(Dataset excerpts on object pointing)

------------------------------

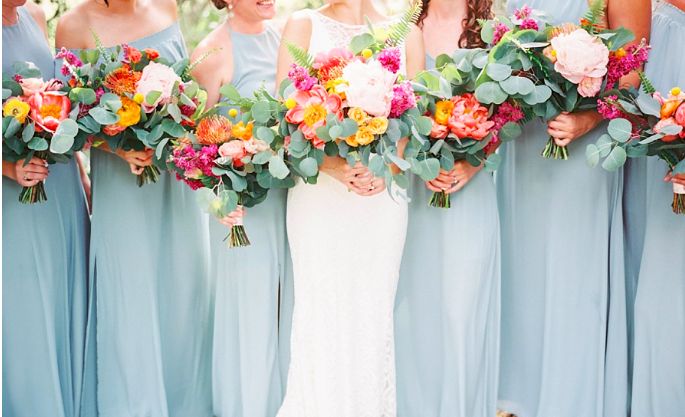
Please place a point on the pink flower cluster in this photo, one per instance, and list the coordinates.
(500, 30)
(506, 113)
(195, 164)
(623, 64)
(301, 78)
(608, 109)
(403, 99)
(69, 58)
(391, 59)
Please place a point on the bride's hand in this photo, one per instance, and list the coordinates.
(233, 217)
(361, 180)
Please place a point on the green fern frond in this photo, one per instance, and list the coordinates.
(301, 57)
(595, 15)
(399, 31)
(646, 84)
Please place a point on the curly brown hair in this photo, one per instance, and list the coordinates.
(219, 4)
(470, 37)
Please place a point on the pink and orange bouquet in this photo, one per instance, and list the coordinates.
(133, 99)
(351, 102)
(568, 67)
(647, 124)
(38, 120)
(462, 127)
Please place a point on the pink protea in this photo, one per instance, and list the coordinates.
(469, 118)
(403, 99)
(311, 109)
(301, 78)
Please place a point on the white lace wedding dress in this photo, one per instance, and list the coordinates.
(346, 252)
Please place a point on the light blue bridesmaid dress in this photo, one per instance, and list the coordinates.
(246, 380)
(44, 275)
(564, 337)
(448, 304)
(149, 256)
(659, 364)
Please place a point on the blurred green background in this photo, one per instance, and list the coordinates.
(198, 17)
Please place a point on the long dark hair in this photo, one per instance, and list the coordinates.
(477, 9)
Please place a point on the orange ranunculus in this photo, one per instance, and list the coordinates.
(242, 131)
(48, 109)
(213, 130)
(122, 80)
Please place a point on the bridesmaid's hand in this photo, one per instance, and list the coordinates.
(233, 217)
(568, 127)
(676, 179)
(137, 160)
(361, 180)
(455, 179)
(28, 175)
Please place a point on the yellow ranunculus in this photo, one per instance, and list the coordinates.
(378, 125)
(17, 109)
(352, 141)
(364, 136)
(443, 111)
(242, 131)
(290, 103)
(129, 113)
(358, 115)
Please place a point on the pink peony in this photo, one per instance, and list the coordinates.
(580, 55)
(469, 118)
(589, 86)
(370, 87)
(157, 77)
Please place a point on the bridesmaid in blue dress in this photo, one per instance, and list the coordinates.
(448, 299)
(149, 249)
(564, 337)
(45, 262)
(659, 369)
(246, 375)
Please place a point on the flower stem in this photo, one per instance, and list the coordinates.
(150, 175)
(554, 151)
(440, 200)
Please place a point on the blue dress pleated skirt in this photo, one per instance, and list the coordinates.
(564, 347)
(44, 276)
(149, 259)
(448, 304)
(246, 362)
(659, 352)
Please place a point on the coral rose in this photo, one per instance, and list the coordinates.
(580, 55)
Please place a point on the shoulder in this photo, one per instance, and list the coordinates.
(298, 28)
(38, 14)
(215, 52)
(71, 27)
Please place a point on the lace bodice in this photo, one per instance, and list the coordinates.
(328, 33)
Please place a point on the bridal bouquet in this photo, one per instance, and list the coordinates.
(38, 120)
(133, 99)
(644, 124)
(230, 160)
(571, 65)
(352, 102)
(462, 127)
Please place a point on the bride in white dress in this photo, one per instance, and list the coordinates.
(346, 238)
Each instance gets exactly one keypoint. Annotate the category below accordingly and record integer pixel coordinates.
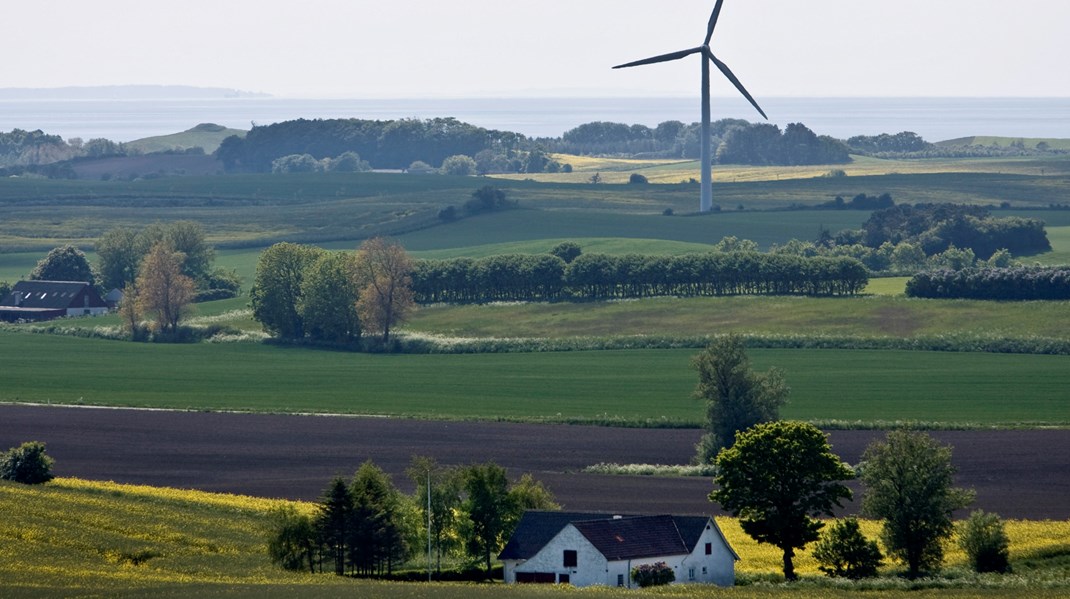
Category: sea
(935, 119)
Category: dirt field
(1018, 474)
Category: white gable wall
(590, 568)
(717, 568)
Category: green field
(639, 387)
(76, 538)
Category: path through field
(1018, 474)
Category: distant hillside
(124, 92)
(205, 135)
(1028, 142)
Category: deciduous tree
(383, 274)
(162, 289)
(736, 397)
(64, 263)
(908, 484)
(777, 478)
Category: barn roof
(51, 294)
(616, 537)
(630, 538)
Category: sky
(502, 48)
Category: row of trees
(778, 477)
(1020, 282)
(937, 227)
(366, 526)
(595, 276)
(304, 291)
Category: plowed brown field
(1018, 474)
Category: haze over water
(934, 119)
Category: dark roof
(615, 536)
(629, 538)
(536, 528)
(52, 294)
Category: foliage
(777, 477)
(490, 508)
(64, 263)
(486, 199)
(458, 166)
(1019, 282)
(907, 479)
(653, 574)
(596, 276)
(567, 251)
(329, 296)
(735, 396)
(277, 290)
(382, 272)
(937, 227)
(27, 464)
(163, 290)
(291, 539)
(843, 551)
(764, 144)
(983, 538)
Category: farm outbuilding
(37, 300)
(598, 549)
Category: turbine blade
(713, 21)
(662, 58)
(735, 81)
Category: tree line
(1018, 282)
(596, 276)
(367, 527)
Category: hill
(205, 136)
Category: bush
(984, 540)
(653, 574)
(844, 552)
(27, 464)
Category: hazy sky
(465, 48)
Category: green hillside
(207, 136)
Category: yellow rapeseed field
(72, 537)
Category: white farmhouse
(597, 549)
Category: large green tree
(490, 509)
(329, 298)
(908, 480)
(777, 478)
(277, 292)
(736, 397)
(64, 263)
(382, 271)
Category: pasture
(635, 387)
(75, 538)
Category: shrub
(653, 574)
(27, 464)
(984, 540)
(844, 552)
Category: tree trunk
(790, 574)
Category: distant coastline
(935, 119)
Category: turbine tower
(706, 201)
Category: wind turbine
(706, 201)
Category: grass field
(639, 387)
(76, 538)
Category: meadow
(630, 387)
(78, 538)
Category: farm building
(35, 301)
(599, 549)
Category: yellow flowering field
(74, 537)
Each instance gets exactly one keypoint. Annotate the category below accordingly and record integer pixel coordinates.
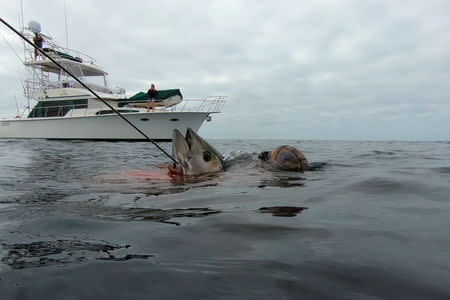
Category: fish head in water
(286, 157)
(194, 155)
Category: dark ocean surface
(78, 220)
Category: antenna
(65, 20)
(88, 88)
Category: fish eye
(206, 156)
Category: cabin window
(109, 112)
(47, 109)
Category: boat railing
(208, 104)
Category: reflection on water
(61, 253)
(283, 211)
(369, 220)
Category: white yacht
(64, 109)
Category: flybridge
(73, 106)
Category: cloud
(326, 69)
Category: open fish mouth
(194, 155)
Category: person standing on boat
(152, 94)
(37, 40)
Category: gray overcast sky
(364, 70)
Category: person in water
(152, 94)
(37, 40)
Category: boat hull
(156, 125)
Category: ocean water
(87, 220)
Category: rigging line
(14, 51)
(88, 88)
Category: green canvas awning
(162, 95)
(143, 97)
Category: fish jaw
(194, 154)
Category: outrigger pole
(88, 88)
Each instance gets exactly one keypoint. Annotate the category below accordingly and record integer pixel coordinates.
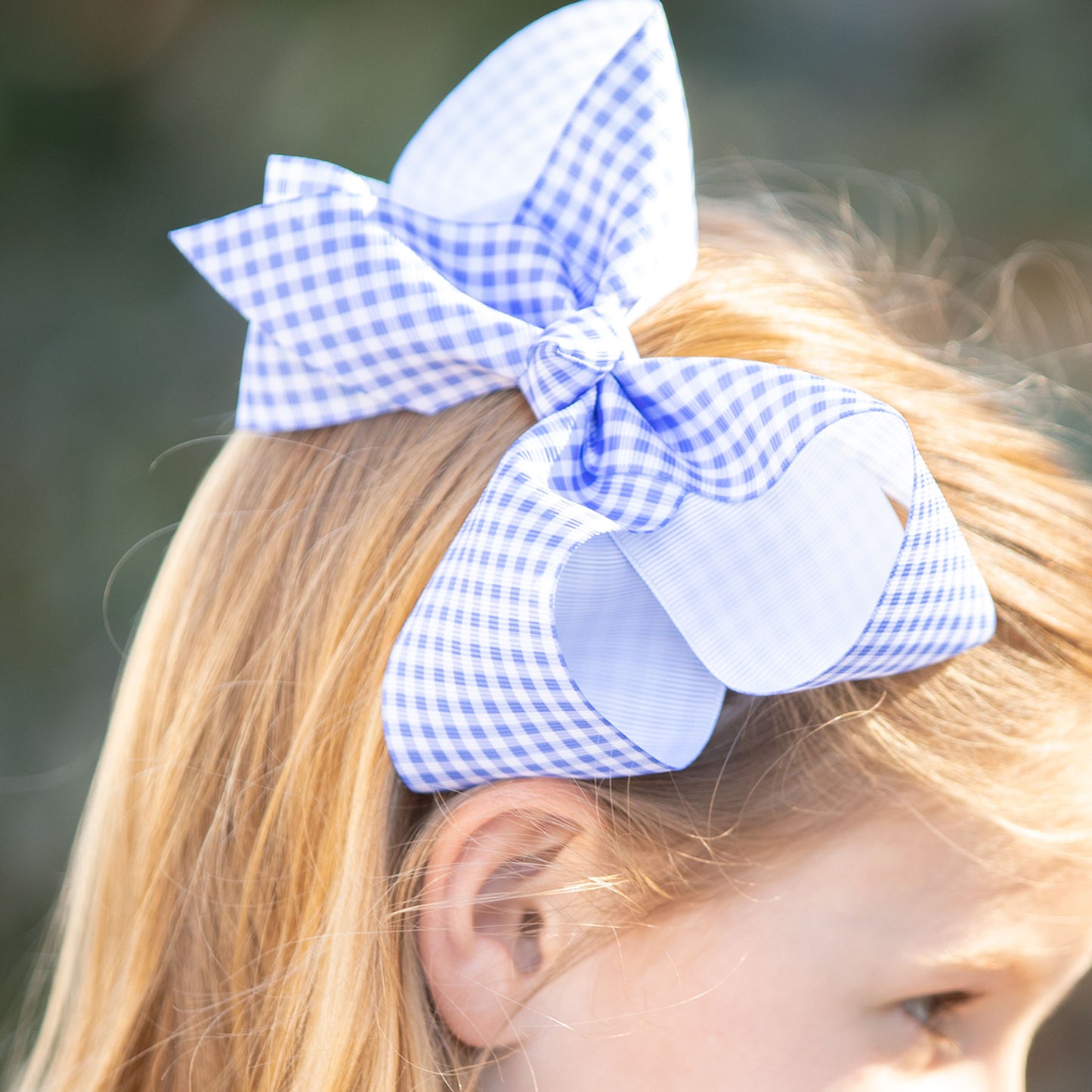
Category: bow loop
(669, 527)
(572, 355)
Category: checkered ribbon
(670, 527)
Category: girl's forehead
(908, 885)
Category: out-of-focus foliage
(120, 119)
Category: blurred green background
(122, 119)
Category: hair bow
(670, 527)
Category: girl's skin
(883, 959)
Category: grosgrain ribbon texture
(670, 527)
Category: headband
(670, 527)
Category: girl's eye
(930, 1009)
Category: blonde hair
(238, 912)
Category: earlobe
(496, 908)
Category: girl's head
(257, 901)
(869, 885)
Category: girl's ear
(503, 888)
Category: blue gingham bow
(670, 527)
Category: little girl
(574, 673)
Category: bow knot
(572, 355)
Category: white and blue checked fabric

------------------------------

Set task:
Reproduce the material above in full and without alteration, but skip all pictures.

Result:
Please place a point on the pink flower cluster in this photo, one per instance, and list the coordinates.
(500, 30)
(506, 113)
(195, 164)
(623, 64)
(301, 78)
(608, 109)
(403, 99)
(69, 58)
(391, 59)
Please place a point on the bride's hand in this photo, one per instance, and list the coordinates.
(233, 217)
(361, 180)
Please place a point on the green fern frond in this photo, one per instance, and list the coordinates.
(301, 57)
(595, 15)
(399, 31)
(646, 84)
Please place a point on the curly brown hair in this photo, one per instance, and list the coordinates.
(219, 4)
(470, 37)
Please place a point on the pink and orange bouquet in this photo, one per instance, and list the coordinates.
(133, 99)
(351, 102)
(568, 67)
(647, 124)
(38, 120)
(462, 127)
Please place a point on the pink protea in this photo, one per instance, and list the coordinates.
(469, 118)
(403, 99)
(311, 109)
(301, 78)
Please place a point on the white lace wedding dress in this photo, one per instance, and list the coordinates.
(346, 252)
Please place a point on the light blue bridesmaid dress in this photo, one per instance, and list the coordinates.
(246, 380)
(44, 275)
(564, 337)
(448, 304)
(149, 256)
(659, 364)
Please place a point on the blurred green background in this photo, one per instance, and list the coordinates.
(198, 17)
Please place a point on the long dark hair in this photo, one per instance, and list the coordinates.
(477, 9)
Please place a point on the orange ranunculus in this photo, one per instance, and list the coordinates.
(242, 131)
(48, 109)
(213, 130)
(122, 80)
Please place a point on the bridesmaid's hand in this photo, one per instance, and list the coordinates.
(233, 217)
(568, 127)
(676, 179)
(137, 160)
(361, 180)
(455, 179)
(28, 175)
Please place a point on the yellow ranunculus in this photo, one per instance, and list the coordinates.
(378, 125)
(17, 109)
(352, 141)
(364, 136)
(443, 111)
(242, 131)
(290, 103)
(129, 113)
(358, 115)
Please place a point on the pink peony in this photo, one per instance, and list the coordinates.
(580, 55)
(469, 118)
(589, 86)
(370, 87)
(157, 77)
Please place a point on the bridesmaid in blue dress in this photo, one per instance, and list the coordinates.
(448, 299)
(149, 249)
(564, 337)
(45, 262)
(659, 369)
(246, 375)
Please place a point on the flower stem in this photo, one per instance, and list the coordinates.
(150, 175)
(554, 151)
(440, 200)
Please place a point on the blue dress pleated skirt in this photo, one per instance, and list the coordinates.
(564, 347)
(44, 276)
(149, 259)
(448, 304)
(246, 362)
(659, 352)
Please place a point on the coral rose in this photo, one per instance, and list the coordinates.
(580, 55)
Please place a point on the shoulder in this photo, one per instance, and list the coordinates.
(298, 28)
(38, 14)
(215, 52)
(71, 27)
Please place a point on the lace bodice in this photo, one per instance, and list the coordinates.
(328, 33)
Please place a point on the bridal bouquet in this photo, one per instance, and list the coordinates.
(38, 120)
(133, 99)
(644, 124)
(230, 160)
(571, 65)
(352, 102)
(462, 127)
Please place a point on the bride in white dress in this photo, one per instance, and list the coordinates.
(346, 238)
Each instance gets exactly one keypoint. Annotate the category below accordingly and record integer pixel coordinates.
Category: sea
(935, 119)
Category: dirt field
(1018, 474)
Category: white gable wall
(590, 568)
(717, 568)
Category: green field
(639, 387)
(76, 538)
Category: path through field
(1018, 474)
Category: distant hillside
(124, 92)
(205, 135)
(1028, 142)
Category: deciduous tree
(383, 274)
(162, 289)
(736, 397)
(64, 263)
(908, 484)
(777, 478)
Category: barn roof
(51, 294)
(616, 537)
(630, 538)
Category: sky
(502, 48)
Category: row of trees
(778, 477)
(1020, 282)
(937, 227)
(366, 526)
(595, 276)
(304, 291)
Category: plowed brown field
(1018, 474)
Category: haze over water
(934, 119)
Category: dark roof
(615, 536)
(629, 538)
(536, 528)
(52, 294)
Category: foliage
(777, 477)
(490, 508)
(64, 263)
(486, 199)
(458, 166)
(1019, 282)
(907, 479)
(653, 574)
(596, 276)
(567, 251)
(329, 296)
(735, 396)
(277, 290)
(382, 272)
(937, 227)
(27, 464)
(163, 290)
(291, 539)
(843, 551)
(764, 144)
(983, 538)
Category: farm outbuilding
(37, 300)
(598, 549)
Category: turbine blade
(713, 21)
(662, 58)
(735, 81)
Category: tree line
(1018, 282)
(596, 276)
(367, 527)
Category: hill
(205, 136)
Category: bush
(984, 540)
(653, 574)
(844, 552)
(27, 464)
Category: hazy sky
(465, 48)
Category: green hillside
(207, 136)
Category: yellow rapeseed field
(72, 537)
Category: white farmhouse
(597, 549)
Category: large green tree
(490, 509)
(329, 298)
(908, 480)
(777, 478)
(277, 292)
(736, 397)
(64, 263)
(382, 271)
Category: pasture
(635, 387)
(75, 538)
Category: shrub
(653, 574)
(27, 464)
(984, 540)
(844, 552)
Category: tree trunk
(790, 574)
Category: distant coastline
(935, 119)
Category: turbine tower
(706, 201)
Category: wind turbine
(706, 201)
Category: grass field
(639, 387)
(76, 538)
Category: meadow
(630, 387)
(78, 538)
Category: farm building
(35, 301)
(599, 549)
Category: yellow flowering field
(74, 537)
Each instance gets exactly one keypoint. Annotate the category below accordingly and record integer pixel coordinates.
Category: fish head in water
(286, 157)
(194, 155)
Category: dark ocean surface
(78, 220)
Category: antenna
(65, 20)
(88, 88)
Category: fish eye
(206, 156)
Category: cabin window
(109, 112)
(47, 109)
Category: boat railing
(208, 104)
Category: reflection on water
(61, 253)
(283, 211)
(369, 220)
Category: white yacht
(64, 109)
Category: flybridge
(73, 106)
Category: cloud
(326, 69)
Category: open fish mouth
(194, 155)
Category: person standing on boat
(152, 94)
(37, 40)
Category: gray overcast sky
(364, 70)
Category: person in water
(152, 94)
(37, 40)
Category: boat hull
(156, 125)
Category: ocean water
(87, 220)
Category: rigging line
(14, 51)
(88, 88)
Category: green canvas awning
(162, 95)
(143, 97)
Category: fish jaw
(194, 154)
Category: outrigger pole
(88, 88)
Each instance gets exactly one keypoint. Annotate the category below accordingly and record integer pixel coordinates.
Category: bow loop
(669, 527)
(572, 355)
Category: checkered ribbon
(670, 527)
Category: girl's forehead
(908, 885)
Category: out-of-focus foliage
(120, 119)
Category: blurred green background
(122, 119)
Category: hair bow
(670, 527)
Category: girl's skin
(883, 959)
Category: grosgrain ribbon texture
(670, 527)
Category: headband
(670, 527)
Category: girl's eye
(930, 1009)
Category: blonde hair
(238, 912)
Category: earlobe
(496, 908)
Category: girl's head
(257, 901)
(869, 885)
Category: girl's ear
(503, 888)
Category: blue gingham bow
(670, 527)
Category: little girl
(574, 673)
Category: bow knot
(572, 355)
Category: white and blue checked fabric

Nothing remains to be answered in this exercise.